Report each line below that contains the word "shirt", copying every such line in full. Treat the match as case-sensitive.

--- --- ---

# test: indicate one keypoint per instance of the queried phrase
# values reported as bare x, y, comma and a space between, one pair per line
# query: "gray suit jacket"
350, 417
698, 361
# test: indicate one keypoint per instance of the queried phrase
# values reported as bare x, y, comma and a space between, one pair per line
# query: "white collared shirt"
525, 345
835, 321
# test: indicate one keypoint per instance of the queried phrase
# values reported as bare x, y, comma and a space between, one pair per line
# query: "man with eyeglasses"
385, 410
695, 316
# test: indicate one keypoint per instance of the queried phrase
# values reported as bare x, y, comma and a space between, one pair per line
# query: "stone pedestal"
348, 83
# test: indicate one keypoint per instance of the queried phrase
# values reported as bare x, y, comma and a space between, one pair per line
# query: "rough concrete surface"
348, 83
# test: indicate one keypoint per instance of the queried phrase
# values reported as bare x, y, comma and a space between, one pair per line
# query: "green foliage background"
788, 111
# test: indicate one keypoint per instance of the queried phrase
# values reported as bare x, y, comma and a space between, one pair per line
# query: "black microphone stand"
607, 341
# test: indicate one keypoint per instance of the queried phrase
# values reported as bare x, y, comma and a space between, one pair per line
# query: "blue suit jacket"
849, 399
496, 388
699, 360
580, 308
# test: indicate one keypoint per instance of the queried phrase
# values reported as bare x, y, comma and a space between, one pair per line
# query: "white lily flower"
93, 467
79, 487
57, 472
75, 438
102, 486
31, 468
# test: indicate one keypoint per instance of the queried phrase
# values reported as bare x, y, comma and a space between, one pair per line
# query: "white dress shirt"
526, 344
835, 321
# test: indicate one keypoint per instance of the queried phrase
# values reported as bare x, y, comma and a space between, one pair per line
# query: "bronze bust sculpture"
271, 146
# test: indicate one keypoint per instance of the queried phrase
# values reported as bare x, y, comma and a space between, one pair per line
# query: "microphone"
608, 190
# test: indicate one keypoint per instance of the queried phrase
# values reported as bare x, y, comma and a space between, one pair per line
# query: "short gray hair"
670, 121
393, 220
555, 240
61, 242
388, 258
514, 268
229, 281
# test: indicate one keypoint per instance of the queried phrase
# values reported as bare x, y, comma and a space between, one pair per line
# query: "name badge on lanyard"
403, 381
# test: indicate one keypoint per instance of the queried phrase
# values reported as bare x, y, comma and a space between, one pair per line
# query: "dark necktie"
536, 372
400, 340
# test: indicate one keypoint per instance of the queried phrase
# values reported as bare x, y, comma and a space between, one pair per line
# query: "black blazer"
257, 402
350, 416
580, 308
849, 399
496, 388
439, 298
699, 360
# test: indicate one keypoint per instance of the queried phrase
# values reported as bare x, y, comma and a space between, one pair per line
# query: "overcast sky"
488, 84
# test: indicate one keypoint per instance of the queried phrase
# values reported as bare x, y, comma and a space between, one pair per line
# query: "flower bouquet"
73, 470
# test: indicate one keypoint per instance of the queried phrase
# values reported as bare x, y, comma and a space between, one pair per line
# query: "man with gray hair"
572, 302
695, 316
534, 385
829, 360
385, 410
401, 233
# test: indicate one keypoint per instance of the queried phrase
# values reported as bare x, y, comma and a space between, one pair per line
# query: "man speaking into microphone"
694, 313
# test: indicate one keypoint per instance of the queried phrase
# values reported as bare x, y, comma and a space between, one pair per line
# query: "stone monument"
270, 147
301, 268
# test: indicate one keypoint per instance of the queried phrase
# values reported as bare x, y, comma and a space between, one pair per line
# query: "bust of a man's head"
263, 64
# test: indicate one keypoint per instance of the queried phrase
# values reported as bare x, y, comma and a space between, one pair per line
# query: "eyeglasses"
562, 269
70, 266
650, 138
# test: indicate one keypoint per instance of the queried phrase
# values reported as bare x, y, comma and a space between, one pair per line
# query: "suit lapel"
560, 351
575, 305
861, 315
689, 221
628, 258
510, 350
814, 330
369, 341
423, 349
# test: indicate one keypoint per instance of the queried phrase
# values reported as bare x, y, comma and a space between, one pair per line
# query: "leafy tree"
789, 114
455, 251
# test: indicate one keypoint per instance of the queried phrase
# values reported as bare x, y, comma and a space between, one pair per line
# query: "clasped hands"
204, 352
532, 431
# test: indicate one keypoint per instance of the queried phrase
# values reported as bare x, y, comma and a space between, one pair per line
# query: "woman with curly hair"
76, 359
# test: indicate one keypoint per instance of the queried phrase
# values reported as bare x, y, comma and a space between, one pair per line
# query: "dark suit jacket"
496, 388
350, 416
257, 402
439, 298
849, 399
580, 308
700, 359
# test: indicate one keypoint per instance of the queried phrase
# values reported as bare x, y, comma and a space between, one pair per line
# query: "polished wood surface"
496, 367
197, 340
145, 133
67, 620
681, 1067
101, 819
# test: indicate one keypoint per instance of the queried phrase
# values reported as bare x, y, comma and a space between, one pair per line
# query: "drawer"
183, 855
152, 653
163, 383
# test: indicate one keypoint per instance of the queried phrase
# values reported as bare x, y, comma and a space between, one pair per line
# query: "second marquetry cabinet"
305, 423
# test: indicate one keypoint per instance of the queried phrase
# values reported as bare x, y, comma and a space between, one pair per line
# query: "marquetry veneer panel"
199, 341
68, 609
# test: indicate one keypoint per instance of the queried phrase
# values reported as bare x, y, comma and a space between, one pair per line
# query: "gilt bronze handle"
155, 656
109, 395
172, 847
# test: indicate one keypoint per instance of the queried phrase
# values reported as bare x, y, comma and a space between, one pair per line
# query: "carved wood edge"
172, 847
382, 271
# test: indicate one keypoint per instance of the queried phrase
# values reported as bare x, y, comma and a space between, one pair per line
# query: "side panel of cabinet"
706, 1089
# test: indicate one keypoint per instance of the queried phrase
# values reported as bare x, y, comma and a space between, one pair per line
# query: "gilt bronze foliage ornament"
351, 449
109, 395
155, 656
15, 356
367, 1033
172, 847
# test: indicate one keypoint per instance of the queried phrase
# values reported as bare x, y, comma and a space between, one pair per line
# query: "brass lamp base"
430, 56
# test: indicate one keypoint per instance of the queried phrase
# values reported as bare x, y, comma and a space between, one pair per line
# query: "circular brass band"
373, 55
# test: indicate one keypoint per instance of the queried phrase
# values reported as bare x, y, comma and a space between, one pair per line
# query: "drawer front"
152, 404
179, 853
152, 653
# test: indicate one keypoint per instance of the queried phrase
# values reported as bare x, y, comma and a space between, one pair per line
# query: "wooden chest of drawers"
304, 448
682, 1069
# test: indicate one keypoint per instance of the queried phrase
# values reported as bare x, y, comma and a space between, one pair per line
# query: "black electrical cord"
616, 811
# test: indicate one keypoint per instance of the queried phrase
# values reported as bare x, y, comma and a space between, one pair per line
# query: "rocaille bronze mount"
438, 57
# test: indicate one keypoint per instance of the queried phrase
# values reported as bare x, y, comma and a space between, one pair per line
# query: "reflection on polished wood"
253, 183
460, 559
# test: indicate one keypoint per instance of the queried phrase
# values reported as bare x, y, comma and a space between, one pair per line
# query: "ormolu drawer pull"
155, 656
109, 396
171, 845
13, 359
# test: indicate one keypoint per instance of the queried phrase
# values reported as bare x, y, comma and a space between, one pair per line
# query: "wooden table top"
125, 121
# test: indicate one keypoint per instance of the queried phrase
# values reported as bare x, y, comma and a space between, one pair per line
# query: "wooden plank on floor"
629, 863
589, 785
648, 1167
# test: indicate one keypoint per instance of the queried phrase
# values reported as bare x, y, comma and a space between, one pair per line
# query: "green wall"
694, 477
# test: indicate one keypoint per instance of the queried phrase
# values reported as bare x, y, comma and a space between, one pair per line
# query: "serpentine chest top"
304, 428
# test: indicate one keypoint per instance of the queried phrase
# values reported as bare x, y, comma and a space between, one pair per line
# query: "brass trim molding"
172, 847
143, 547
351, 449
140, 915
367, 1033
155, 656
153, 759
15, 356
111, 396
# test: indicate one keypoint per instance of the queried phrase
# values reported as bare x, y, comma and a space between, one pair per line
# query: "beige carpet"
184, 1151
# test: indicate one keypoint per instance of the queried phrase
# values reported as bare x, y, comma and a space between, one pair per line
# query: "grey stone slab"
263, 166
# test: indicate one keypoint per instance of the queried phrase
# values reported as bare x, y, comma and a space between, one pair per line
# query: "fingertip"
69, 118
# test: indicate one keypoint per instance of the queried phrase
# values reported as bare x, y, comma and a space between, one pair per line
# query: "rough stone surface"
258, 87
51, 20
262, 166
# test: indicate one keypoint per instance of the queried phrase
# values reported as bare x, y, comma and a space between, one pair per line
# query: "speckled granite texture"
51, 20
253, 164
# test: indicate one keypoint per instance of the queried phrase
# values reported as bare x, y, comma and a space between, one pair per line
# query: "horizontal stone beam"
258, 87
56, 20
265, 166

--- --- ---

## Final answer
# query: "white collared shirt"
# query: "white dress shirt"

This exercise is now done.